→ **GIVEN PROBLEM 1**
Extract every line of the records that contains the string "right", copying each line in full.

→ **SELECTED EXTRACT**
------------------------------------------------------------------------

View on GitHub

Relenium

Selenium for R

Example

Relenium has been implemented using reference classes. No knowledge of them is required, but its use at the beginning may seem a little bit different from the standard R.

This demo can be executed directly in the R console by typing
require(relenium)
demo(webExample)

To open a new Firefox navigator use the function new.
firefox <- firefoxClass$new()

The methods available for the this new navigator are accesed via the operator $. Use the tab completion to get a list of such methods.
firefox$ # and press the TAB key

We go to some url using the function get.
firefox$get("http://lluisramon.github.io/relenium/toyPageExample.html")

The html from the webpage can be obtained with the getPageSource (and returning a "character") or in a more legible way with the printHtml function.
firefox$getPageSource()
firefox$printHtml()

The elements in the html code are called web elements (are objects of the WebElement class). To find elements in the html code use the findElement (findElementByClassName, findElementByTagName, ...) family functions to get the first tag or the findElements family to get them all.

An easy way to locate an element (tag) in the html tree is using xpaths. You can deduce the xpath yourself or even easier, in simple cases let the navigator tell you. In Chrome, for instance, open the inspector (Tools > Developer Tools ), search the element in the html code and click the right button of the mouse "Copy Xpath". On the other hand, learning xpaths is very useful for webscraping. For more information, look at the clear example in the selenium-python (not official) documentation, and the links therein for a more exhaustive documentation.

We are going to give an example of three different elements: an input box, a button and a select.

------------------------------------------------------------------------

→ **MATERIALS PROVIDED**

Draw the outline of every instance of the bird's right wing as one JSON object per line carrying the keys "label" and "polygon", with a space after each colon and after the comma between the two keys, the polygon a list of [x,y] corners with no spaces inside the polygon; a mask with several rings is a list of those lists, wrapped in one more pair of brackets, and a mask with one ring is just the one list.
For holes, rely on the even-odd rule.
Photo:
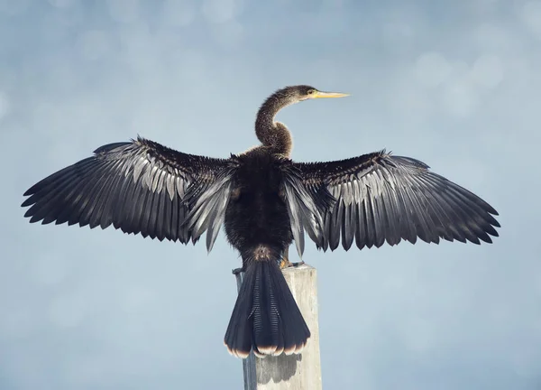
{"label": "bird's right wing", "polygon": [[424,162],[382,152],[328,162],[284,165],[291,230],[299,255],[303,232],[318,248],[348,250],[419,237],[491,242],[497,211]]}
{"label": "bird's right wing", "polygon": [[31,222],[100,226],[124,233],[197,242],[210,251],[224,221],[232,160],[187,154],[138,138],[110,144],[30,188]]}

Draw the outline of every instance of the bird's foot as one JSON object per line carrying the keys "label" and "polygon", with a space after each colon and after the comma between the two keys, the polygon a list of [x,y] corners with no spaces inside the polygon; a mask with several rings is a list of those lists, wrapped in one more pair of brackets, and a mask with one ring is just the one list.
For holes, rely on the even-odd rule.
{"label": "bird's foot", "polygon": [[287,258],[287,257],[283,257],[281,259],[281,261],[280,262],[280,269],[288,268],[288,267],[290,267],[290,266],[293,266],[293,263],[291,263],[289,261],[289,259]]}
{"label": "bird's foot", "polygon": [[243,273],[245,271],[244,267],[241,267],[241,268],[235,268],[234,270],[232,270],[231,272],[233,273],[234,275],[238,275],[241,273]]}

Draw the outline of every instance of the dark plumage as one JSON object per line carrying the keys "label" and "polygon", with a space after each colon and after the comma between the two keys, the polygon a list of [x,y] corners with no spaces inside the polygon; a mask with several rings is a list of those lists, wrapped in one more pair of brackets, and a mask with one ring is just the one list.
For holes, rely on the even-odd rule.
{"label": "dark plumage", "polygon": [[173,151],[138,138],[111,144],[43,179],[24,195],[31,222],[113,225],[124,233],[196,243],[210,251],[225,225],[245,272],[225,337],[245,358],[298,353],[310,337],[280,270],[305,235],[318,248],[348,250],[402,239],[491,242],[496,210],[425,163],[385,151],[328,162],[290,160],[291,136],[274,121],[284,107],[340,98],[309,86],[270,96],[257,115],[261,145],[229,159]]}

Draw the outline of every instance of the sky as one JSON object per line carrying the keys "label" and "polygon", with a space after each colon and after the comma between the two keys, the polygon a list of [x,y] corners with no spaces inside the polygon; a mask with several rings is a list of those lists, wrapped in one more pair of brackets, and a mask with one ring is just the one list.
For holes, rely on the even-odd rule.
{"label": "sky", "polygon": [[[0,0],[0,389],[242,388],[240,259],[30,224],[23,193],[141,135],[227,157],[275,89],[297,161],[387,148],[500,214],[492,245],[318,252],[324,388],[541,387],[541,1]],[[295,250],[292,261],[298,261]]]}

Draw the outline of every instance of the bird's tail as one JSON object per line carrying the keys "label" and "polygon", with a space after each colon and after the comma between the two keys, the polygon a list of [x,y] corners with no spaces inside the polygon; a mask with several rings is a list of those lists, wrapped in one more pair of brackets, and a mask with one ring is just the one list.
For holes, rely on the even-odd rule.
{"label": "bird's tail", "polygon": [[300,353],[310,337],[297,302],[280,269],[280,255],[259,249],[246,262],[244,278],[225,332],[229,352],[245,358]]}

------------------------------------------------------------------------

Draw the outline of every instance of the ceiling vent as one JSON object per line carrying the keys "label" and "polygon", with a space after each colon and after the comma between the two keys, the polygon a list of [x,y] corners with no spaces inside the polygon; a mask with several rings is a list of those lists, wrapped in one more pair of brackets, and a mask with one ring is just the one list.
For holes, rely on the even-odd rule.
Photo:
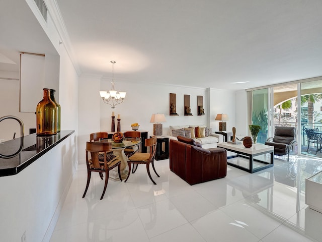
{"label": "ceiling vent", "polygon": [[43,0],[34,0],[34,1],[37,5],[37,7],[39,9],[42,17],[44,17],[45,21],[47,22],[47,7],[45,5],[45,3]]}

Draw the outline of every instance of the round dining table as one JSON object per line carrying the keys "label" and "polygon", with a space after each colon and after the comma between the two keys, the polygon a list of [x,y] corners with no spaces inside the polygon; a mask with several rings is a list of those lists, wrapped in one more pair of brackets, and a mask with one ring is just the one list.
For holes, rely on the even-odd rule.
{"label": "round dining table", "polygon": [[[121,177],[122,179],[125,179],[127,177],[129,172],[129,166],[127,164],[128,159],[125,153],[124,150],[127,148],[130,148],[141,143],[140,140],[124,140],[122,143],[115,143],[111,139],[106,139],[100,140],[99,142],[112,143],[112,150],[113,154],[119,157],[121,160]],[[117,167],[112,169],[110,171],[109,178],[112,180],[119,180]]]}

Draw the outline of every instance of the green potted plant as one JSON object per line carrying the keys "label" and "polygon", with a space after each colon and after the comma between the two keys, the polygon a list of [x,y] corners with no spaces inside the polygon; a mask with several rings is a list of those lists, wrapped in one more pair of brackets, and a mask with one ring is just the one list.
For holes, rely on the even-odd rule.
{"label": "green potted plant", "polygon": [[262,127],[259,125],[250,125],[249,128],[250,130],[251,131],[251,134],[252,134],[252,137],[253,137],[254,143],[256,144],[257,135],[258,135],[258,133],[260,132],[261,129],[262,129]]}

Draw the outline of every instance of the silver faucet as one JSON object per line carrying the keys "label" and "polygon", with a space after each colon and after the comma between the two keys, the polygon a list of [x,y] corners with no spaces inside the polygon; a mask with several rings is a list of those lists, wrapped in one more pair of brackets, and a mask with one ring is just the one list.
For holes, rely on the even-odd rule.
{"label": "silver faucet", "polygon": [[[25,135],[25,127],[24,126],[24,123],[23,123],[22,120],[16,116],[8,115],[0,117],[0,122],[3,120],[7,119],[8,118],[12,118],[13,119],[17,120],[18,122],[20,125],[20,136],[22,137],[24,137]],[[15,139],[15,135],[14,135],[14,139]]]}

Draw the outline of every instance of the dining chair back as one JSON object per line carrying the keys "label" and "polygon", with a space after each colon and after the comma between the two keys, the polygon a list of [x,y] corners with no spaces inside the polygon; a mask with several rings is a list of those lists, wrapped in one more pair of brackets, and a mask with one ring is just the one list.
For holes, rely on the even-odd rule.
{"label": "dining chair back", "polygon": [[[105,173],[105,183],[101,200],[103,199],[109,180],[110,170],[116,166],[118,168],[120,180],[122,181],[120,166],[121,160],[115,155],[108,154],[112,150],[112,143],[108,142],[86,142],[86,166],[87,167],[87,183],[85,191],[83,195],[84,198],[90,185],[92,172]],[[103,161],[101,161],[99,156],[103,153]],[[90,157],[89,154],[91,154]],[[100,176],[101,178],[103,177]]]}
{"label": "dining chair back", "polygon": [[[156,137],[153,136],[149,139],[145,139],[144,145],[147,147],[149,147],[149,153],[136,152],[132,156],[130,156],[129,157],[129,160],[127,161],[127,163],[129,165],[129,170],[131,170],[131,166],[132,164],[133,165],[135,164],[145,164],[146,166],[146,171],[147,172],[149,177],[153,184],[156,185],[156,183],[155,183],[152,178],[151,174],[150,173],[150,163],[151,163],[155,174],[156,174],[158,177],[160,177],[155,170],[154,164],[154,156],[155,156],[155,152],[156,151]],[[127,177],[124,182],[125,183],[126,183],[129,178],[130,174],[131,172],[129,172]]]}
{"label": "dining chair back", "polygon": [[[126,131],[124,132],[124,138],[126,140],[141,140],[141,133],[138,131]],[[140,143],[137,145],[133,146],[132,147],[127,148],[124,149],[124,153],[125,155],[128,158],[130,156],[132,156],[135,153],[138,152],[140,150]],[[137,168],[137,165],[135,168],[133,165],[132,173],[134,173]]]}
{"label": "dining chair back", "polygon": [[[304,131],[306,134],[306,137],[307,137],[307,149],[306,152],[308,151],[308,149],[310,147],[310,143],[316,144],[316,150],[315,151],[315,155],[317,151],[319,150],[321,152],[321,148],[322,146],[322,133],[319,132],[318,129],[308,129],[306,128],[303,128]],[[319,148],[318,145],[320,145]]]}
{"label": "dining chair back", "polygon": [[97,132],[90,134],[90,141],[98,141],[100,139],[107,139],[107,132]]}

------------------------------------------------------------------------

→ **GIVEN PROBLEM 2**
According to the Relenium page, which operator gives access to the methods of a new navigator?

→ **WRITTEN ANSWER 1**
Draw the outline of every instance of the bird's right wing as one JSON object per line carrying the keys "label" and "polygon", with a space after each colon and after the comma between the two keys, the polygon a list of [x,y] corners with no spaces inside the polygon; a mask with several rings is a list of those lists, wrapped in one more pair of brackets, and a mask with one ring is just the one list.
{"label": "bird's right wing", "polygon": [[424,162],[382,152],[328,162],[284,165],[291,230],[299,255],[303,232],[318,248],[348,250],[419,237],[491,242],[497,211]]}
{"label": "bird's right wing", "polygon": [[31,222],[100,226],[124,233],[197,242],[210,251],[224,221],[232,160],[187,154],[138,138],[110,144],[30,188]]}

→ **WRITTEN ANSWER 2**
The $ operator.